Amalgam (silver fillings)

First developed in the 1830s, amalgam - a mixture of mercury, tin, copper and silver – has stood the test of time as a reliable, hard-wearing material for fillings.  EU regulations prohibit their use in pregnant or breastfeeding women, children under 15 years and in baby teeth, but are otherwise the material of choice for back teeth, and if looked after, can last for over 40 years.

£65.20 (NHS Band 2)

Composite (white fillings)

Made of plasticine-like material that turns hard on the application of blue light, these offer superior appearance at the expense of durability.  However they are not suitable for all situations, as they require very dry conditions for effective placement and are not particularly durable, particularly on back teeth that need to withstand the high forces required for chewing food.  They are provided on the NHS for front teeth, but an additional charge will apply when requesting their use on back teeth.

Front teeth - £65.20 (NHS Band 2)

Back teeth - £50-100 depending on size and complexity

Glass Ionomer (white fillings)

Similar to composite fillings but requiring 24 hours to fully harden, this material does not demand the dry conditions needed for composite fillings, but is the least durable of all three materials, particularly on the biting surfaces of back teeth, however this material does have healing properties and be used on sensitive teeth or deep cavities in which placement of an alternative material risks causing a tooth to die. 

£65.20 (NHS Band 2)

Root canal treatment (also called ‘endodontics') is needed when the blood or nerve supply of the tooth (called the ‘pulp') is infected through decay or injury.  If untreated, infection may spread through the root canal system of the tooth, leading to a painful abscess, in which the tooth may be tender when you bite. 

 

Root canal treatment is a skilled and time-consuming procedure, the aim of which is to remove all the infection from the root canal.  The alternative is to have the tooth out. Once the pulp is destroyed it can't heal, and it is not recommended to leave an infected tooth in the mouth.

 

Although some people would prefer to have the tooth out, it is usually best to keep as many natural teeth as possible.   However, because a ‘dead' tooth is more brittle, you may need to have a crown to provide extra support and strength to the tooth.

● Data section

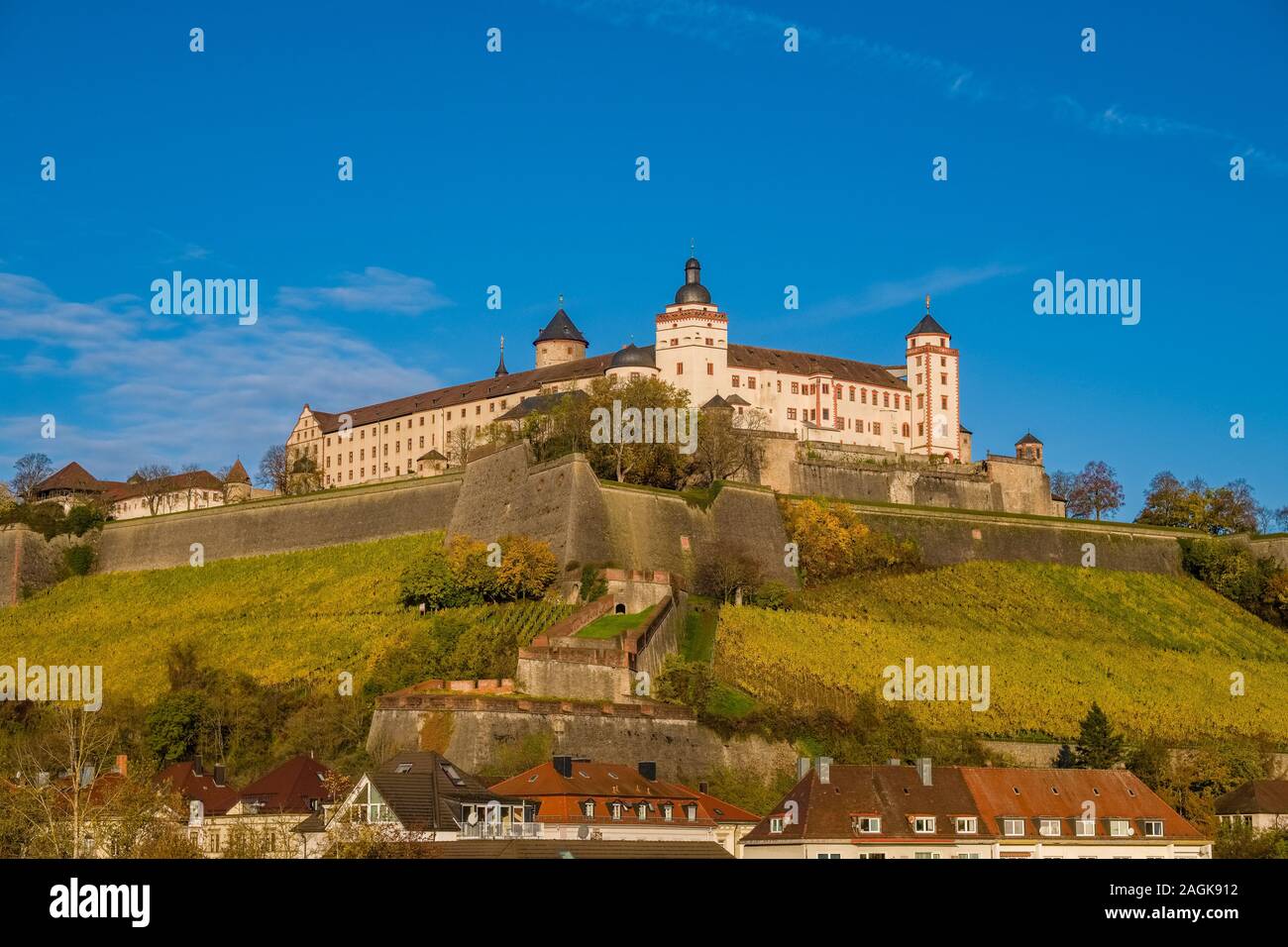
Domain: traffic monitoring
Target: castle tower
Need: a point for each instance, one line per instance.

● Exercise directions
In the text on dental fillings, rewrite the part from "Composite (white fillings)" up to and including "- £65.20 (NHS Band 2)", replacing "plasticine-like" with "putty-like".

● Answer section
Composite (white fillings)

Made of putty-like material that turns hard on the application of blue light, these offer superior appearance at the expense of durability.  However they are not suitable for all situations, as they require very dry conditions for effective placement and are not particularly durable, particularly on back teeth that need to withstand the high forces required for chewing food.  They are provided on the NHS for front teeth, but an additional charge will apply when requesting their use on back teeth.

Front teeth - £65.20 (NHS Band 2)